Source data =
----

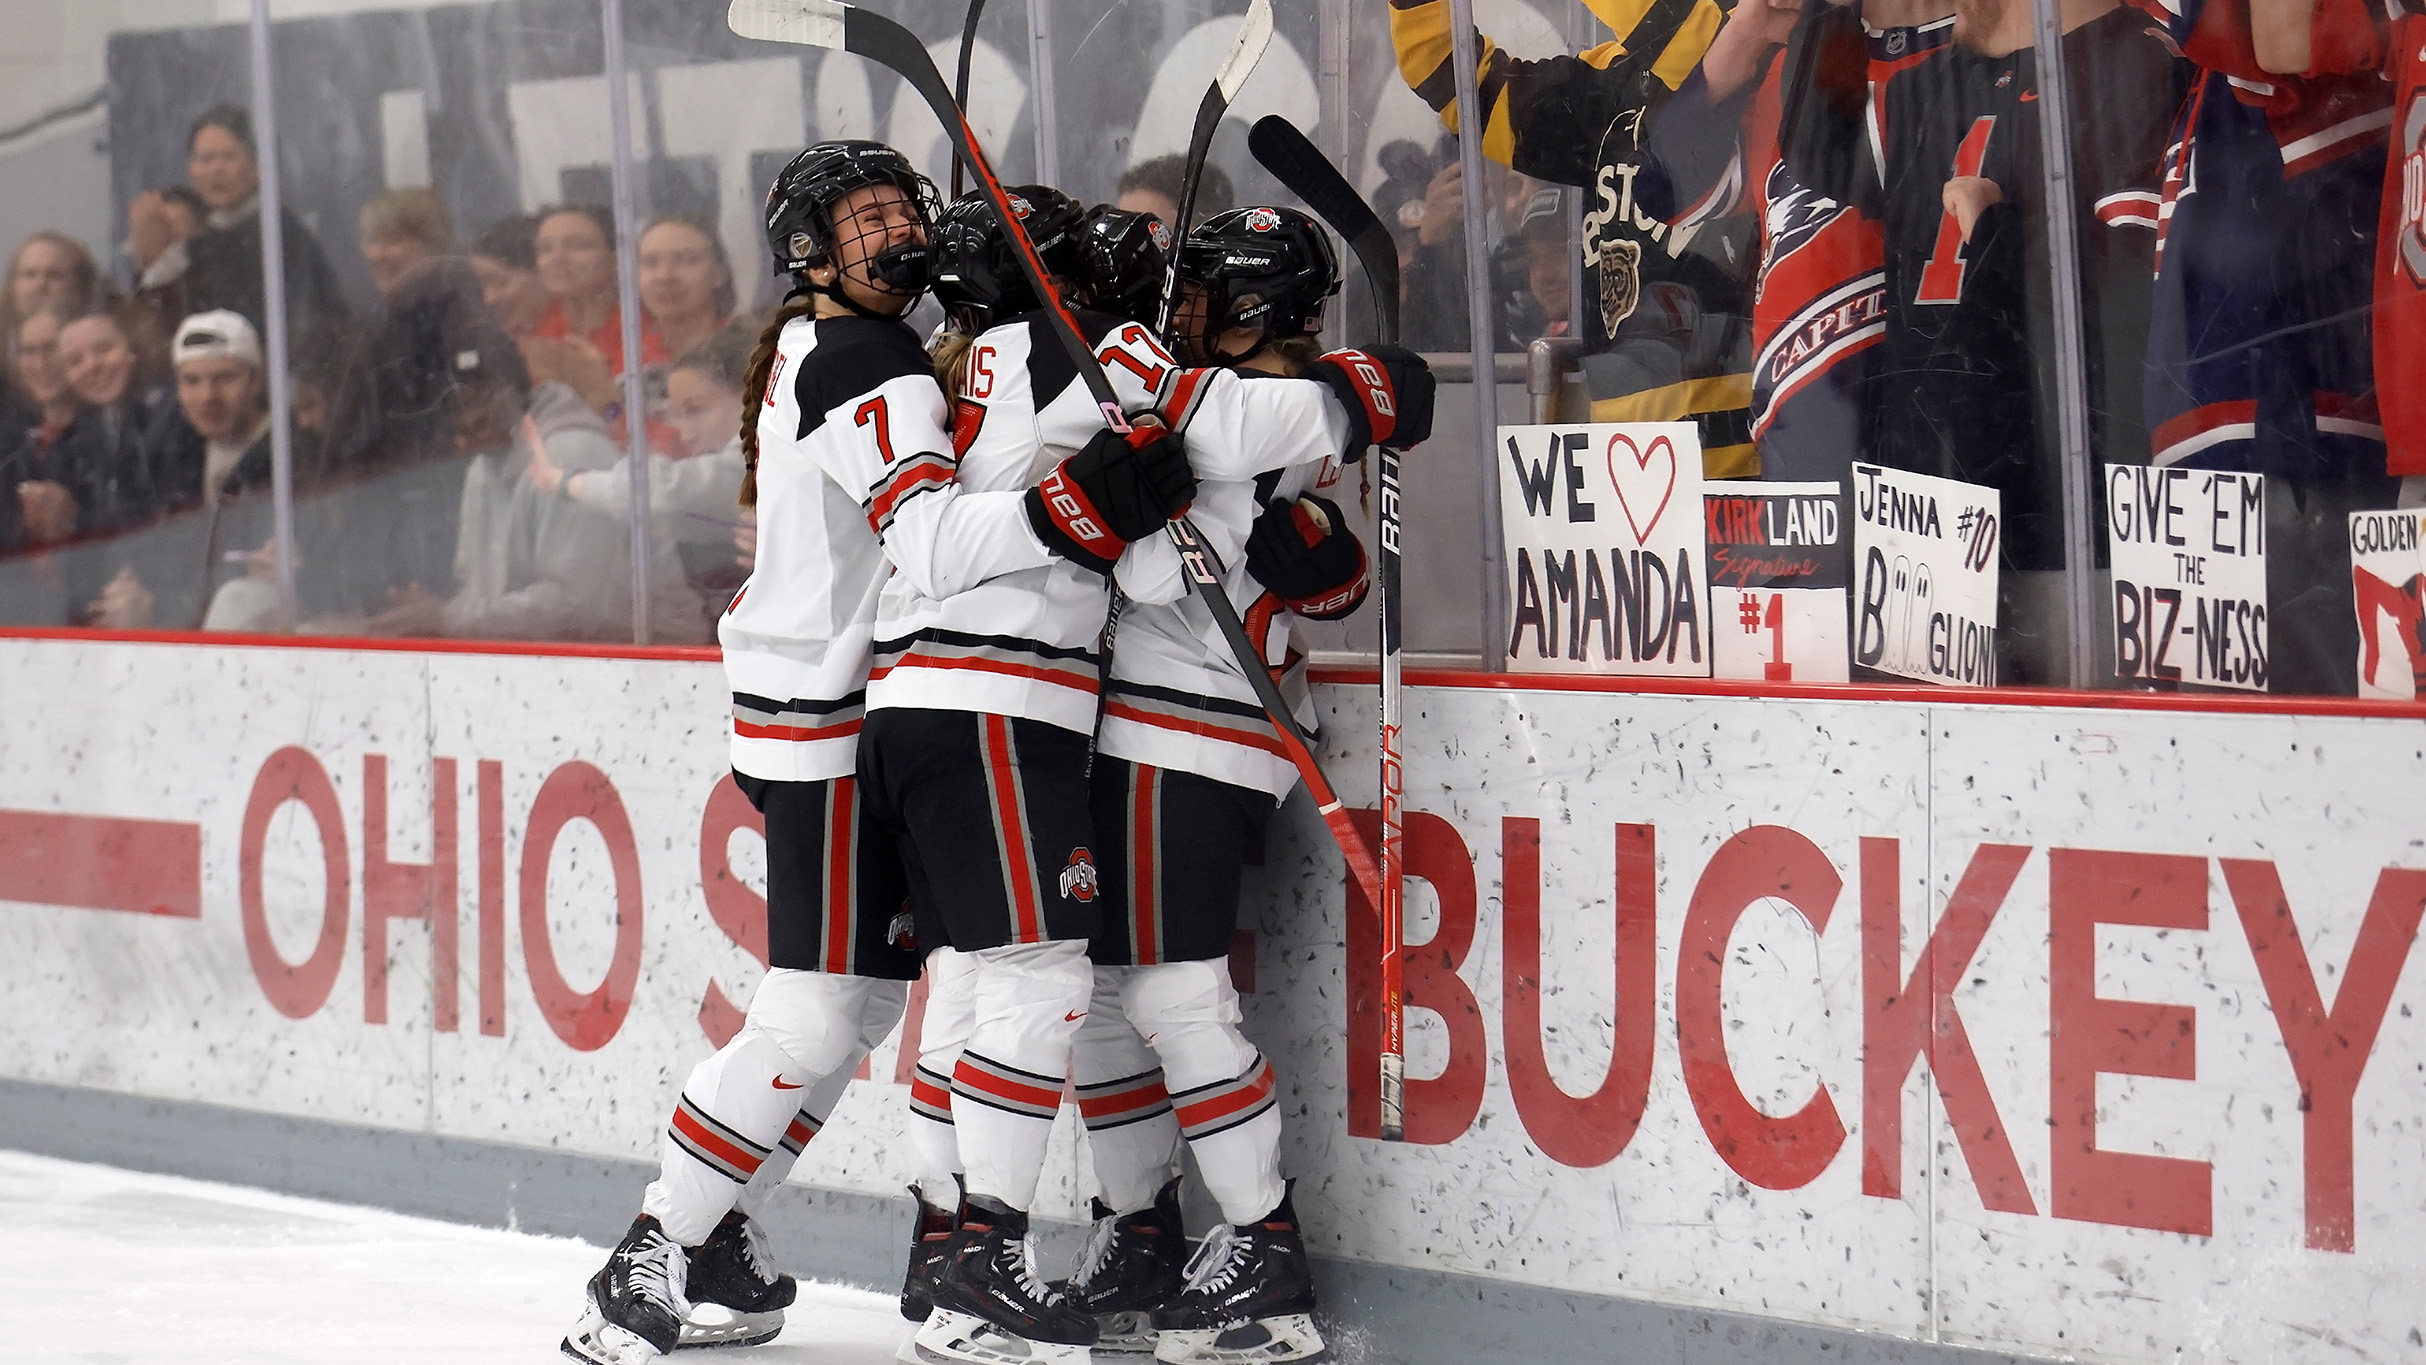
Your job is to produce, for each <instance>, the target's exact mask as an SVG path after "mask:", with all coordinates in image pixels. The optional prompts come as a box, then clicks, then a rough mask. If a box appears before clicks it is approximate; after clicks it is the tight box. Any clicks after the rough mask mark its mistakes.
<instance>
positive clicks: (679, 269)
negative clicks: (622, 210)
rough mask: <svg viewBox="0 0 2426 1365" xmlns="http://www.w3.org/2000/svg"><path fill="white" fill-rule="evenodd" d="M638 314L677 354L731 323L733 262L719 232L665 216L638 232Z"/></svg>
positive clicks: (663, 340)
mask: <svg viewBox="0 0 2426 1365" xmlns="http://www.w3.org/2000/svg"><path fill="white" fill-rule="evenodd" d="M638 257H640V313H643V315H645V318H648V322H650V327H655V330H657V337H662V344H665V354H670V356H679V354H687V352H689V349H691V347H696V344H701V342H706V339H708V337H713V335H716V330H718V327H723V325H725V322H730V320H733V308H735V291H733V262H730V259H725V245H723V242H721V240H716V230H713V228H708V225H706V223H699V221H696V218H682V216H667V218H657V221H655V223H650V225H648V228H643V230H640V250H638Z"/></svg>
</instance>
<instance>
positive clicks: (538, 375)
mask: <svg viewBox="0 0 2426 1365" xmlns="http://www.w3.org/2000/svg"><path fill="white" fill-rule="evenodd" d="M536 252H539V284H541V289H546V291H548V310H546V313H543V315H541V318H539V325H536V327H534V330H531V342H560V344H558V347H534V344H529V342H526V344H524V352H526V354H529V359H531V369H534V376H546V378H556V381H563V383H565V385H568V388H573V390H575V393H580V395H582V400H585V402H590V407H597V410H599V412H604V415H607V417H609V419H621V415H623V390H621V383H619V381H621V376H623V318H621V310H619V308H616V269H614V218H609V216H607V211H604V209H599V206H594V204H575V206H563V209H551V211H546V213H541V216H539V240H536ZM667 359H670V356H667V354H665V337H660V335H657V327H655V325H653V322H650V320H648V318H645V315H643V318H640V364H643V366H662V364H665V361H667Z"/></svg>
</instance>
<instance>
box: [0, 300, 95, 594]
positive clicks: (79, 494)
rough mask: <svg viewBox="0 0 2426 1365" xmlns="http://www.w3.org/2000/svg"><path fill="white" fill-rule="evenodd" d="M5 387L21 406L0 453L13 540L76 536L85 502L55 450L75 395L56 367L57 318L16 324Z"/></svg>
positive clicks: (7, 432)
mask: <svg viewBox="0 0 2426 1365" xmlns="http://www.w3.org/2000/svg"><path fill="white" fill-rule="evenodd" d="M10 388H12V390H15V393H17V400H19V405H22V407H17V410H15V412H12V415H10V427H7V449H0V466H5V470H7V473H5V475H0V478H5V482H0V487H10V490H15V502H17V529H15V536H12V541H17V543H34V546H51V543H58V541H66V538H68V536H73V533H75V524H78V516H80V514H82V507H85V504H87V502H90V492H85V490H82V487H80V482H78V480H75V473H73V470H70V468H66V458H63V453H61V451H58V439H61V436H63V434H66V432H68V422H70V419H73V417H75V393H73V390H68V376H66V371H63V366H61V364H58V313H51V310H39V313H32V315H27V318H24V320H19V322H17V332H15V335H10Z"/></svg>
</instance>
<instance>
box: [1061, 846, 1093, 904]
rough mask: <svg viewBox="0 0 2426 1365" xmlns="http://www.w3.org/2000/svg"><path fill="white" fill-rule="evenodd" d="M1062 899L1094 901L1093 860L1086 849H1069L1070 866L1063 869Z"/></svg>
mask: <svg viewBox="0 0 2426 1365" xmlns="http://www.w3.org/2000/svg"><path fill="white" fill-rule="evenodd" d="M1060 885H1063V899H1094V858H1089V856H1087V849H1070V866H1067V868H1063V883H1060Z"/></svg>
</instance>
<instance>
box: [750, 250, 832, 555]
mask: <svg viewBox="0 0 2426 1365" xmlns="http://www.w3.org/2000/svg"><path fill="white" fill-rule="evenodd" d="M815 310H818V296H815V293H808V291H796V293H793V296H791V298H786V301H784V308H776V313H774V320H771V322H767V330H764V332H759V344H757V349H754V352H750V373H747V376H745V378H742V507H757V415H759V405H762V402H764V400H767V383H769V381H771V378H774V344H776V339H779V337H781V335H784V327H788V325H791V320H793V318H808V315H810V313H815Z"/></svg>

----

Reproduce only the lines running from the beginning of the entries above to the line holding "314L677 354L731 323L733", inclusive. Pictures stay out of the copy.

Your job is to produce, for each <instance>, the target's exact mask as an SVG path after "mask:", with all coordinates in image pixels. The optional prompts come as a box, then clicks, then a rough mask. If a box appears before clicks it is approximate; after clicks it is the tight box. Any clicks after the rough mask mark its mistakes.
<instance>
positive clicks: (679, 269)
negative clicks: (622, 210)
rough mask: <svg viewBox="0 0 2426 1365" xmlns="http://www.w3.org/2000/svg"><path fill="white" fill-rule="evenodd" d="M638 314L677 354L731 323L733 262L719 232L665 216L638 232Z"/></svg>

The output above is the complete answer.